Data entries
--*--

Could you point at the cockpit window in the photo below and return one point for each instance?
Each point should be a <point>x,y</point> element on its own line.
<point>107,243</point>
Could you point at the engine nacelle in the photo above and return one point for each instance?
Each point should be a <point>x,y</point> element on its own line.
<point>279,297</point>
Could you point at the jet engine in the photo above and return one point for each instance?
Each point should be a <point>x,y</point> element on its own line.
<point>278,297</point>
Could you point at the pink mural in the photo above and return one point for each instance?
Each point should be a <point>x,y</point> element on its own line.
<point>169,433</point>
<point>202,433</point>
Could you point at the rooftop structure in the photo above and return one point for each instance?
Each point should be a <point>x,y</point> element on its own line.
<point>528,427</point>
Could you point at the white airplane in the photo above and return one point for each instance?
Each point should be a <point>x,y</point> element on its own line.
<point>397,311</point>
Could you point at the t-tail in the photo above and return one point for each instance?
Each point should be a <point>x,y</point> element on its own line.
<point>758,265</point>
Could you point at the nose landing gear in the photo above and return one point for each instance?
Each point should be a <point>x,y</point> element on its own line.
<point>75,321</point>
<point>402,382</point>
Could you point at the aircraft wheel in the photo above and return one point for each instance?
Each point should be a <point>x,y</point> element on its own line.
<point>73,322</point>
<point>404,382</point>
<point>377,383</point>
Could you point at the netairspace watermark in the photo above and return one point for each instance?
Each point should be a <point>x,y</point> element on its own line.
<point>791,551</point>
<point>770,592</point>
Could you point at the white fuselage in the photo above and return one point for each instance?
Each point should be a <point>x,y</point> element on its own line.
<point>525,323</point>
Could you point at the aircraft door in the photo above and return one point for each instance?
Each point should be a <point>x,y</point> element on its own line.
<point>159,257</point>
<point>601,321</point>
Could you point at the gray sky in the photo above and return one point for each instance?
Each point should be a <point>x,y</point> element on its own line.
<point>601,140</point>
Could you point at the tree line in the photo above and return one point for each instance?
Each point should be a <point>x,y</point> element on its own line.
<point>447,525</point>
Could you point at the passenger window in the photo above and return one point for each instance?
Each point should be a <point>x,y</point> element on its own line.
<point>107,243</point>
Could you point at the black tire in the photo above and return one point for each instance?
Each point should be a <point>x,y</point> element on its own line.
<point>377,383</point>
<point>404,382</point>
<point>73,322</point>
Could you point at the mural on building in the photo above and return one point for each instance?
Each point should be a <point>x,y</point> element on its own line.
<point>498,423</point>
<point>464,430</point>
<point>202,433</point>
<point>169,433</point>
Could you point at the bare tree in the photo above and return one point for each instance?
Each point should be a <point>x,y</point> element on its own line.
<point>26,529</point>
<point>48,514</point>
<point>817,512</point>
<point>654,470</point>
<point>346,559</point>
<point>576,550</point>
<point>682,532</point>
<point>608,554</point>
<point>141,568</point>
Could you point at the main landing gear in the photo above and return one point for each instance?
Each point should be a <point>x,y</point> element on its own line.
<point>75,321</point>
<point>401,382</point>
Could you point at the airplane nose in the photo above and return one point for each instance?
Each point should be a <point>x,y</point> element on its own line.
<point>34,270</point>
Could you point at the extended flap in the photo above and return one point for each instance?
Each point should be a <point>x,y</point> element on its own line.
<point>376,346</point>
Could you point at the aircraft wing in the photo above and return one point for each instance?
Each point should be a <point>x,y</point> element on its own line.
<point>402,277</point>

--*--

■ **Stated goal**
Rescale the data above, beginning at the line that contains "Could you point at the jet" and stopping after the line that contains "<point>397,311</point>". Repeat every line in that span, requests included, and multiply each point coordinate in the answers by 2.55, rounding to whole numbers with halves rounded up, while leaving the requests and their format samples unchanged.

■ **The completed task**
Could you point at the jet engine in the photo above and return one point for each instance?
Each point should be a <point>x,y</point> element on its own line.
<point>709,757</point>
Could you point at the pink mural in the photo above and return one point for each instance?
Each point should be a <point>x,y</point> element on its own line.
<point>431,1104</point>
<point>515,1104</point>
Could you point at the rooftop structure in the photo above and return one point for each instance?
Each point should be a <point>x,y</point> element on its own line.
<point>1346,1089</point>
Could you point at the white airplane in the photo above and return one point for each instance?
Each point should be a <point>x,y</point> element on its own line.
<point>1012,793</point>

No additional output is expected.